• Kurze Übung A: Um welche Art von Gesetz handelt es sich laut dem Text zum Leistungsschutzrecht?
• Kurze Übung B: Prüfe für jede Aussage, ob sie mit dem Text zum Leistungsschutzrecht übereinstimmt. Antworte jeweils mit Ja oder Nein und zitiere die entscheidenden Worte aus dem Text. (i) Der Bundesrat kann das Leistungsschutzrecht verhindern. (ii) Das Gesetz sieht eine Übergangsfrist von bis zu drei Monaten ab Verkündung vor. (iii) Der Bundestag hat das Leistungsschutzrecht in abgeschwächter Form beschlossen.
• Kurze Übung C: Schreibe den Text zum Leistungsschutzrecht im Anschluss an seinen letzten Satz weiter.

• Textauszug:
=-=-=
Wie geht es jetzt weiter mit dem Leistungsschutzrecht?
Der Bundestag hat heute ein Leistungsschutzrecht für Presseerzeugnisse beschlossen, allerdings in einer deutlich abgeschwächten Form. In Kraft treten wird das Gesetz aus zwei Gründen allerdings nicht so schnell.
Das Gesetz muss zunächst noch durch den Bundesrat und von dort droht Widerstand. Verhindern kann der Bundesrat das Leistungsschutzrecht zwar nicht, da es sich nur um ein sog. Einspruchsgesetz handelt. Das Gesetz müsste nach einem Einspruch des Bundesrates allerdings zunächst in den Vermittlungsausschuss, wo häufig noch Änderungen beschlossen werden.
Das Gesetz sieht außerdem eine Übergangsfrist von bis zu drei Monaten ab Verkündung im Bundesgesetzblatt vor. Das Gesetz tritt nämlich am ersten Tag des dritten auf die Verkündung folgenden Monats in Kraft. Wenn das Gesetz beispielsweise im Juni verkündet wird, dann würde es zum 01.09. in Kraft treten.
=-=-=
(Einträge aus dem Pointing-Datensatz)

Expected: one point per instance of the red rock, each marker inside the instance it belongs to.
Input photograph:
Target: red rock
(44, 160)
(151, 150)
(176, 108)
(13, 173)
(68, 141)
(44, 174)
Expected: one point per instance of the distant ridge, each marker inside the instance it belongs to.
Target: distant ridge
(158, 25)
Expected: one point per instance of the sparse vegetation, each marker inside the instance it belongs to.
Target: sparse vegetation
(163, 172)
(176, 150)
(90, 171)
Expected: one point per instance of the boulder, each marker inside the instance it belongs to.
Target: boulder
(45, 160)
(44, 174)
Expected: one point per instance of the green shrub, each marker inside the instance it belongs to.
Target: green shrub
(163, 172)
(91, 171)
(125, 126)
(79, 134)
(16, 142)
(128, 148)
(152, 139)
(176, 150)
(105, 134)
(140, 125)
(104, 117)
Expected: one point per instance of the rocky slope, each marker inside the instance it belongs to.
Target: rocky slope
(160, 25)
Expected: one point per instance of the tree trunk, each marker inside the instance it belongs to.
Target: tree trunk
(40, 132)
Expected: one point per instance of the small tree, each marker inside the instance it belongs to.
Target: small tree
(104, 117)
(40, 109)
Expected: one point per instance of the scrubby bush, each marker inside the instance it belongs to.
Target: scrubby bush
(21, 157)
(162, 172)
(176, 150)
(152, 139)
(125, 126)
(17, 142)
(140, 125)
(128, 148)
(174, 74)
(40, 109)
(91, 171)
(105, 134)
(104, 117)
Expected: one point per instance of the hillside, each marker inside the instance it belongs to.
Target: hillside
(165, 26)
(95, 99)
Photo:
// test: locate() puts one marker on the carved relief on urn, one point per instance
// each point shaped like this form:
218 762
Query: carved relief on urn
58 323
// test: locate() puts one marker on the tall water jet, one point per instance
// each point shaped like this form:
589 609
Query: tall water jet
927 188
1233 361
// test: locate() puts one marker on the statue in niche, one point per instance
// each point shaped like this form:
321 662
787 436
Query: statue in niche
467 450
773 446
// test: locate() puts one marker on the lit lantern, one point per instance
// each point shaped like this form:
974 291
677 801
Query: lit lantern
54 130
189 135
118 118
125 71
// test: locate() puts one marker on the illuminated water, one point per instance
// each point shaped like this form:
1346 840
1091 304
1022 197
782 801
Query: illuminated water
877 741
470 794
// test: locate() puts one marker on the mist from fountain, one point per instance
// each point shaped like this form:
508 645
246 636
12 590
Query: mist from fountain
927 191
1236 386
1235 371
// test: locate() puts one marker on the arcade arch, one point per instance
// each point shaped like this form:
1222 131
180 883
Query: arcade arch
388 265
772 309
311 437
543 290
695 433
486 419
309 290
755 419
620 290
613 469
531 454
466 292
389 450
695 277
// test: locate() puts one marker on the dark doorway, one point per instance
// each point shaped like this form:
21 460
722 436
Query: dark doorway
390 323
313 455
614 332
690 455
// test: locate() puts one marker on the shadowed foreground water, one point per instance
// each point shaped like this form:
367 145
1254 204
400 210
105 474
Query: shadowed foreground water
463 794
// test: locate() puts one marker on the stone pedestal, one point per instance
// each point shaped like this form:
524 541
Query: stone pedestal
=-=-=
• Ergebnis A: Um ein Einspruchsgesetz.

• Ergebnis B:
(i) Nein: „Verhindern kann der Bundesrat das Leistungsschutzrecht zwar nicht“
(ii) Ja: „eine Übergangsfrist von bis zu drei Monaten ab Verkündung im Bundesgesetzblatt“
(iii) Ja: „allerdings in einer deutlich abgeschwächten Form“

• Ergebnis C:
Meines Erachtens geht das Leistungsschutzrecht nicht mehr über das hinaus, was die Verlage aufgrund der Rechtseinräumung durch die Urheber ohnehin verlangen können. Es verbleibt allerdings bei dem Widerspruch, dass das Leistungsschutzrecht als ausschließliches Recht ausgestaltet ist und zwar selbst dann, wenn der Verlag vom Urheber nur ein einfaches Nutzungsrecht erhalten hat. Wie es sich auswirkt, wenn ein Autor seinen Text an mehrere Verlage lizenziert hat, bleibt offen, zumal sich Schutzgegenstand und Schutzinhalt dieses Leistungsschutzrechts inhaltlich nicht von einzelnen Sprachwerken (Texten) abgrenzen lassen. Für Autoren/Journalisten bietet dieses Leistungsschutzrecht jedenfalls keine Vorteile.
Dieses Leistungsschutzrecht wird allerdings neue Rechtsunsicherheit erzeugen, weil niemand so genau weiß, wie der unbestimmte Rechtsbegriff „kleinste Textausschnitte“ auszulegen ist. Vom Wortlaut ausgehend, muss es sich dabei jedenfalls um mehr als um einzelne Wörter handeln, andererseits aber um weniger als um kleine Textausschnitte. Vielleicht hat man hier bereits aus sprachlichen Gründen die Grenzen der möglichen Differenzierung überschritten.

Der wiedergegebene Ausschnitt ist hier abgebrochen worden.